> _ASSIGNED TASK_: Your answer must be an exact copy of the entries below, with every picture removed.

> _INPUT MATERIAL_:
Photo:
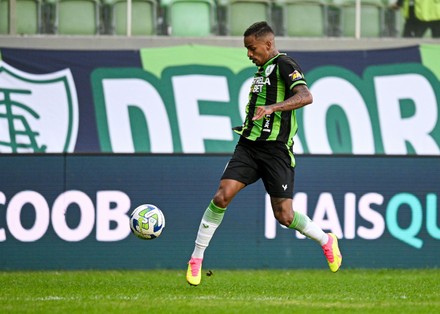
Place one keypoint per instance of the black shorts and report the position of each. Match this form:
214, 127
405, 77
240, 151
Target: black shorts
271, 161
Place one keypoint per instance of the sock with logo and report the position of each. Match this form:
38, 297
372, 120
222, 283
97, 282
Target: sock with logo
307, 227
211, 219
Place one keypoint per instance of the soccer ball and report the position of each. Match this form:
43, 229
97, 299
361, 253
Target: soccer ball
147, 221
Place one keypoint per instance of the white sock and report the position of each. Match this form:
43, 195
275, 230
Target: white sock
211, 219
310, 229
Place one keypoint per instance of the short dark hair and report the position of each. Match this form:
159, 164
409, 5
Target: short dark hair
258, 29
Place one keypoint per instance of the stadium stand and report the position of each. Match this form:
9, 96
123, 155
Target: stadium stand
143, 19
77, 17
202, 18
27, 20
195, 18
304, 18
242, 13
372, 17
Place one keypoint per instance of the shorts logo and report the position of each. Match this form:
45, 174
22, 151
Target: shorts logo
38, 112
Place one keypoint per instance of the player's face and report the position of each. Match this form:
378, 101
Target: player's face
258, 49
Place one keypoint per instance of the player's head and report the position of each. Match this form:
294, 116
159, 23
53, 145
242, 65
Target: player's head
259, 40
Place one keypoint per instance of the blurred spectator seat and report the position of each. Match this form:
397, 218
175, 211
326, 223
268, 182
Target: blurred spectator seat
77, 17
304, 18
240, 14
143, 17
372, 17
190, 18
27, 17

> _RESULT OF THE TASK_:
Photo:
Place one keypoint per instance of the black shorts and report the position of each. Match this form:
214, 127
405, 77
240, 151
Target: black shorts
271, 161
Place one keypoint per instance of the sock with logo and report the position of each. Match this form:
38, 297
372, 120
222, 283
97, 282
Target: sock with logo
307, 227
211, 219
Place one keypoint per instance of the soccer ball and report the position of each. Match this form:
43, 229
97, 299
361, 253
Target: soccer ball
147, 221
Place one keypoint per instance of the white sock and report the position of each. Match this form:
43, 195
275, 230
Target: white sock
211, 219
310, 229
Place one keypoint per instance of the short dark hair and report the position of each. Match this form:
159, 164
409, 5
Target: short dark hair
258, 29
Place one keypoint per instance of the stadium stand and report the position of each. Match this form:
9, 96
123, 155
Target: stadium stand
143, 19
77, 17
202, 18
27, 20
195, 18
304, 18
242, 13
372, 17
Place one keypoint per instance of the shorts logo and report the position of each. Match this form:
45, 174
22, 151
Target: shorts logo
38, 112
Place one keypoint per instance of the player's face and report the position of each. Match this form:
378, 101
Target: player's face
258, 49
Place one keypoint per instance of the player's head and report the position of each. Match this form:
294, 116
159, 23
53, 145
242, 65
Target: player's head
259, 40
Place one keypoint per instance of the blurred spectator seat and report the position of each. Match this form:
397, 218
175, 211
326, 223
268, 182
Target: blurred spectator seat
77, 17
304, 18
240, 14
143, 17
372, 17
190, 18
27, 17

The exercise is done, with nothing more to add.